Passage fourni>
>>>>
Paroles de Juan Andrés Caruso

¡Ay!, una payanca io
quiero arrojar
para enlazar
tu corazón
¡Qué va cha che!
¡Qué va cha che !
Esa payanca será
certera
y ha de aprisonar
todo tu amor
¡Qué va cha che !
¡Qué va cha che !
Por que yo quiero tener
todo entero tu querer.

Mira que mi cariño es un tesoro.
Mira que mi cariño es un tesoro.
Y que pior que un niño po’ ella « yoro »…
Y que pior que un niño po’ ella « yoro »…

Payanca de mi vida, ay, io te imploro.
Payanca de mi vida, ay, io te imploro,
que enlaces para siempre a la que adoro…
que enlaces para siempre a la que adoro…
Augusto Pedro Berto Letra: Juan Andrés Caruso

Augusto Pedro Berto Letra: Juan Andrés Caruso

Traduction libre des paroles de Juan Andrés Caruso

Yeh ! une payanca (payanca attraper au lasso). Moi, (Io pour yo = je), je veux lancer pour enlacer (enlacer du lasso…) ton cœur.
Que vas-tu faire ! (¿Qué va cha ché ? ou Qué vachaché Est aussi un tango écrit par Enrique Santos Discépolo)
Que vas-tu faire !
Cette payanca sera parfaite et emprisonnera tout ton amour.
Que vas-tu faire ?
Que vas-tu faire ?
Parce que je veux avoir tout ton amour.
<<<<
Données disponibles>
>>>>
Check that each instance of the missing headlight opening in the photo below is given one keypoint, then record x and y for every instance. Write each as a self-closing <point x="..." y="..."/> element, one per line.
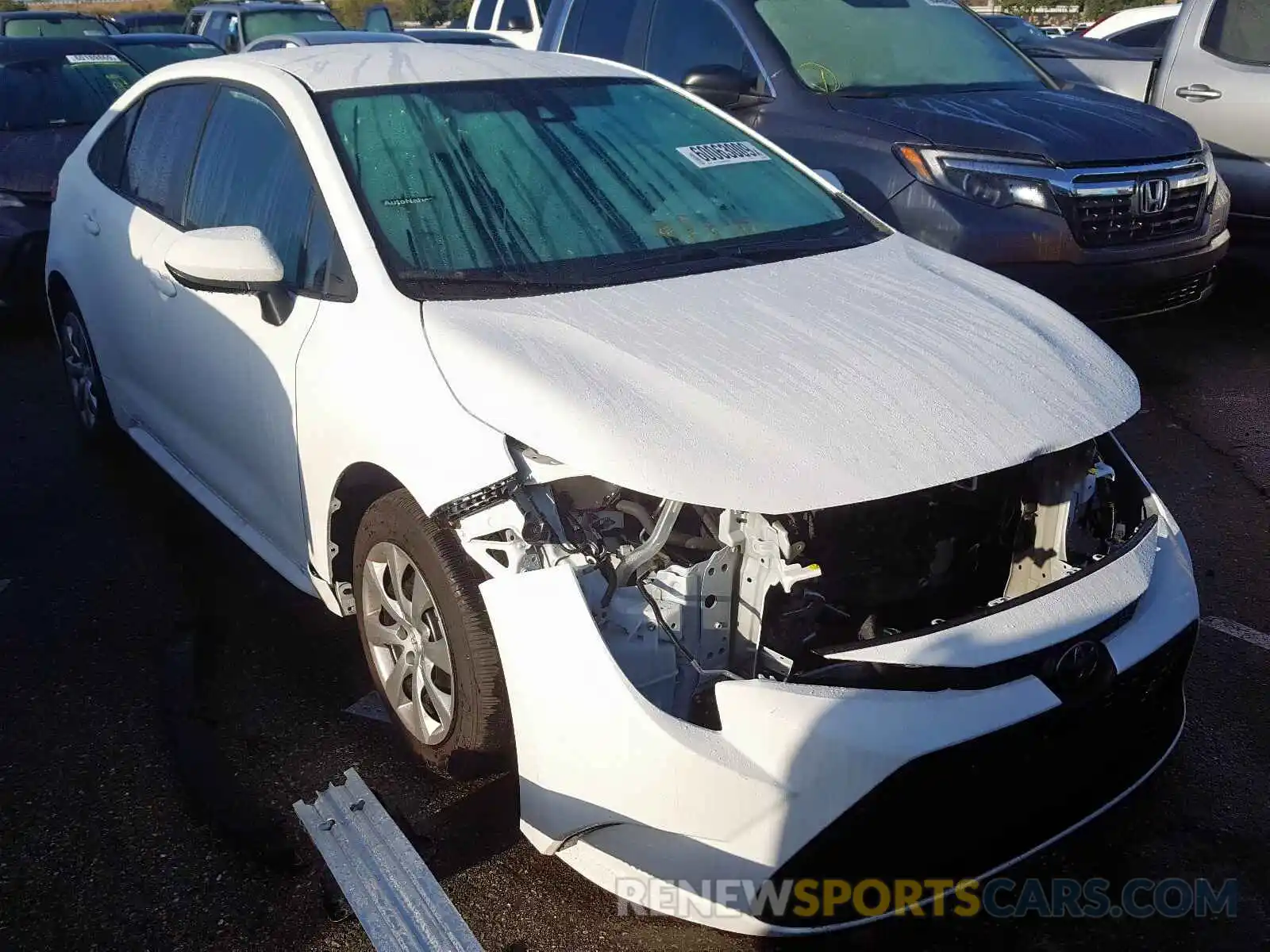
<point x="685" y="596"/>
<<<<
Défi>
D'après le passage fourni, qui a écrit le tango intitulé « Qué vachaché » ? Le matériel n'est d'aucune utilité ici.

Réponse rédigée>
Enrique Santos Discépolo.